Records shown →

## Start

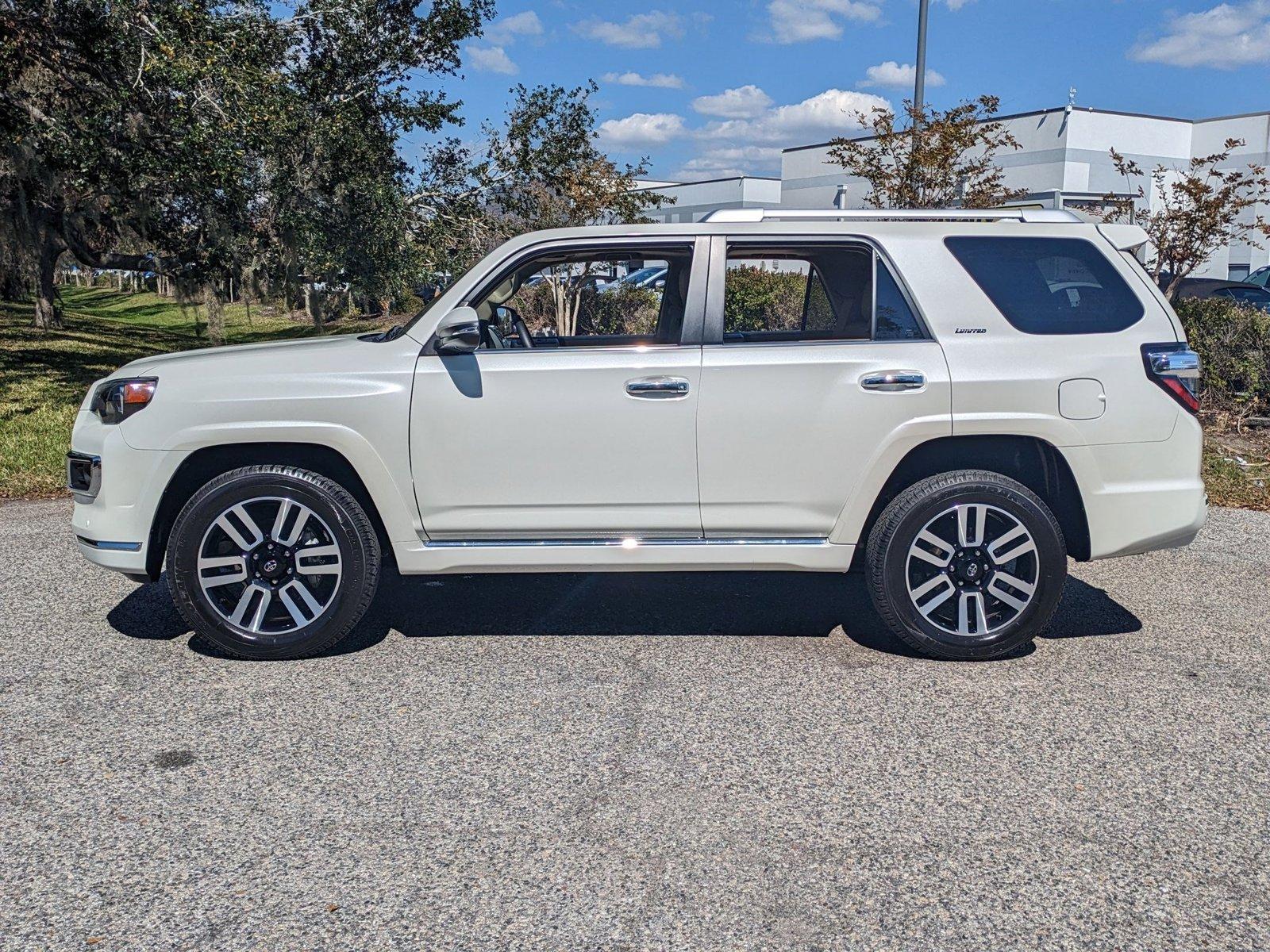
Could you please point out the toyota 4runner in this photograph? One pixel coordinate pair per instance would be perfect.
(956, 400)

## End
## Start

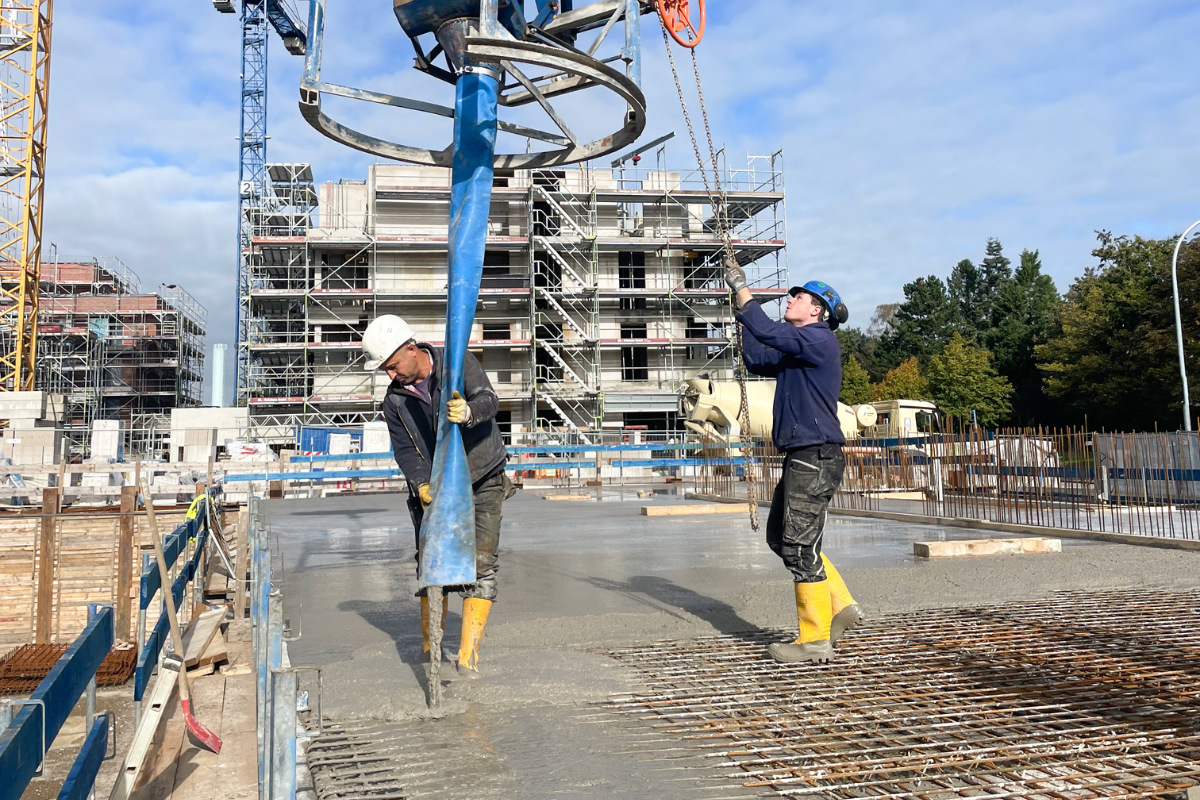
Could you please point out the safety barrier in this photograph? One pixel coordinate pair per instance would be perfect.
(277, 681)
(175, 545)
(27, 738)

## End
## Start

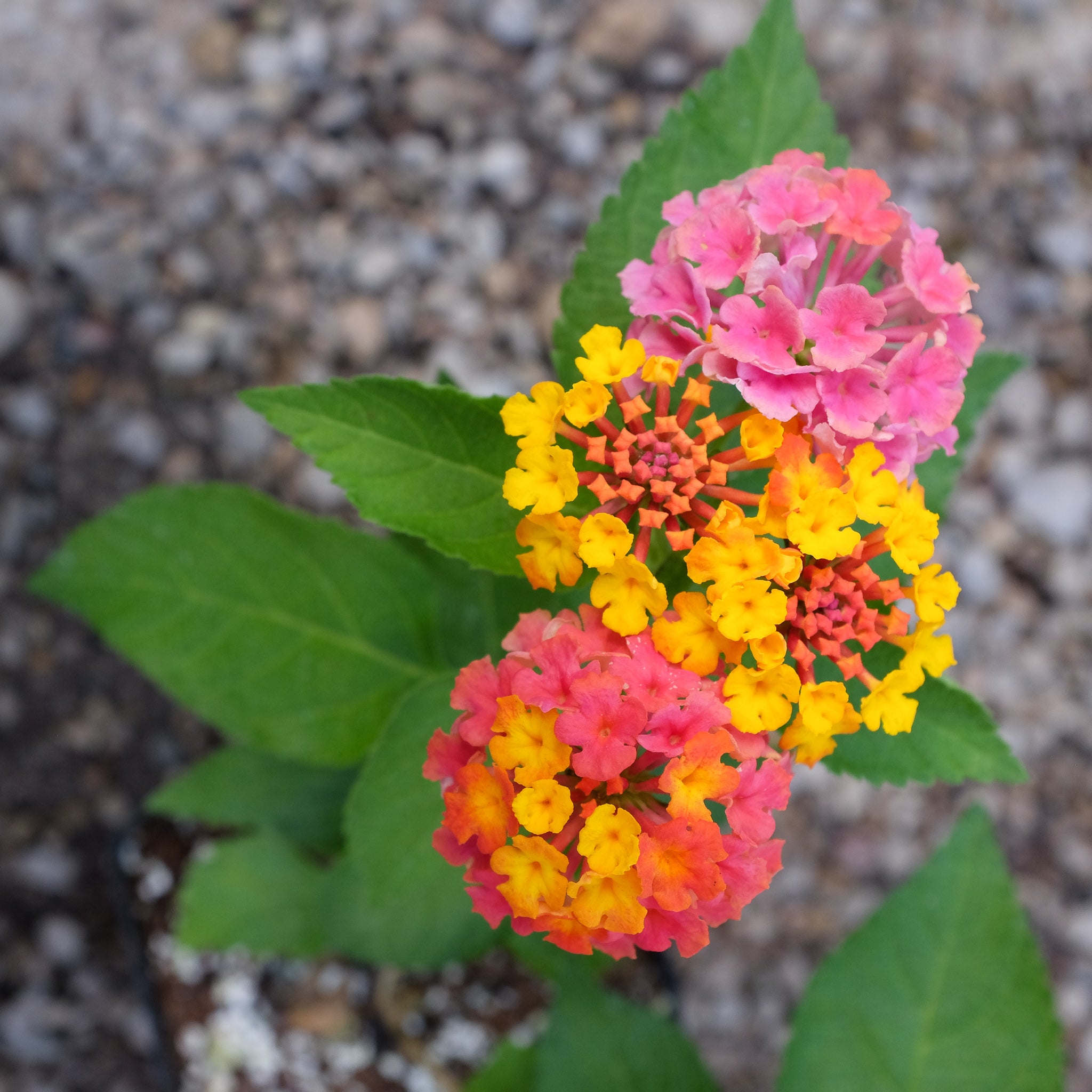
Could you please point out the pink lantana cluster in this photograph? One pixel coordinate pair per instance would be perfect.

## End

What the task asks →
How many lines in the rows above contain the string "please"? Treat case as significant, and reply with the number only.

Answer to this exercise →
3